# [Provided passage]
Feature

The making of a postliberal: Beyond civic faith: Two stories

Seattle's Plymouth Congregational Church could be described as an "old first church." Founded in 1869 when the population of the city was 1,000, the church conceived of its mission as one of civilizing this rough-and-tumble city on the nation's western edge. Members of the congregation have served at one time or another on the City Council and school board and as mayor. At the turn of the century Plymouth members led the effort to close down Seattle's thriving brothels and gambling establishments. The church also functioned as "mother church" to most of the 20 other Congregational churches in the city.

Plymouth has a proud history of civic activism. It organized boys and girls clubs between 1910 and the mid-'30s; it helped with refugee resettlement efforts following World War II and the Vietnam war. In the early 1980s the congregation pioneered an innovative low-income housing development program, and today the parish supports a ministry to the mentally ill.

Yet in 1990, when I began my pastorate at Plymouth, all was not well. The congregation had grown older. The median age of the membership was nearly 60, and a third of the congregation's members were over 80. Membership, though relatively stable, had been on the decline for several decades. Most Sundays the sanctuary was less than half full. In the late 1980s the congregation was paralyzed by a conflict regarding divestment of its endowment fund in support of South Africa's anti­apartheid movement. The church was struggling to articulate its identity and purpose in a compelling and theological way. Congregational community was fractured by competing interest groups and agendas.

These challenges exposed a greater problem: the faith and ethos that had animated the church for generations were ill-suited to the present. It was a problem familiar to many Protestant churches: once mainline, they had become old-line. I describe the inherited faith and ethos of Plymouth as "civic faith." A child of theological liberalism and its civic faith expression, I believe that civic faith holds some great strengths but also great weaknesses. I am engaged in a lover's quarrel with this heritage.

# [Collected material]
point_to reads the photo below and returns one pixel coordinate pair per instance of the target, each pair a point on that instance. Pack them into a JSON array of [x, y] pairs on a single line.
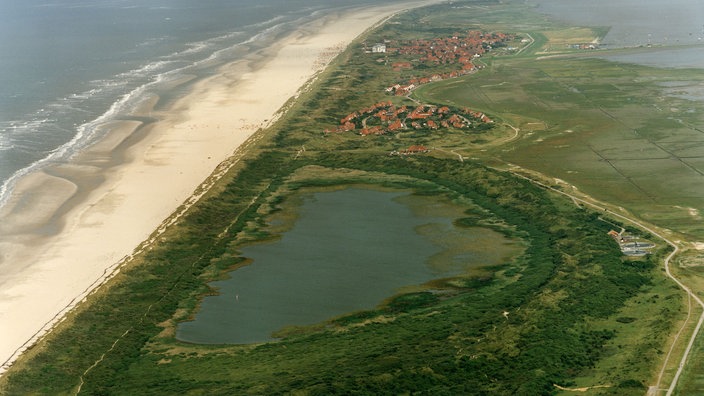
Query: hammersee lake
[[345, 251]]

# [What you have to do]
Copy out the Plymouth church article in full, word for word.

# [Expected output]
Feature

The making of a postliberal: Beyond civic faith: Two stories

Seattle's Plymouth Congregational Church could be described as an "old first church." Founded in 1869 when the population of the city was 1,000, the church conceived of its mission as one of civilizing this rough-and-tumble city on the nation's western edge. Members of the congregation have served at one time or another on the City Council and school board and as mayor. At the turn of the century Plymouth members led the effort to close down Seattle's thriving brothels and gambling establishments. The church also functioned as "mother church" to most of the 20 other Congregational churches in the city.

Plymouth has a proud history of civic activism. It organized boys and girls clubs between 1910 and the mid-'30s; it helped with refugee resettlement efforts following World War II and the Vietnam war. In the early 1980s the congregation pioneered an innovative low-income housing development program, and today the parish supports a ministry to the mentally ill.

Yet in 1990, when I began my pastorate at Plymouth, all was not well. The congregation had grown older. The median age of the membership was nearly 60, and a third of the congregation's members were over 80. Membership, though relatively stable, had been on the decline for several decades. Most Sundays the sanctuary was less than half full. In the late 1980s the congregation was paralyzed by a conflict regarding divestment of its endowment fund in support of South Africa's anti­apartheid movement. The church was struggling to articulate its identity and purpose in a compelling and theological way. Congregational community was fractured by competing interest groups and agendas.

These challenges exposed a greater problem: the faith and ethos that had animated the church for generations were ill-suited to the present. It was a problem familiar to many Protestant churches: once mainline, they had become old-line. I describe the inherited faith and ethos of Plymouth as "civic faith." A child of theological liberalism and its civic faith expression, I believe that civic faith holds some great strengths but also great weaknesses. I am engaged in a lover's quarrel with this heritage.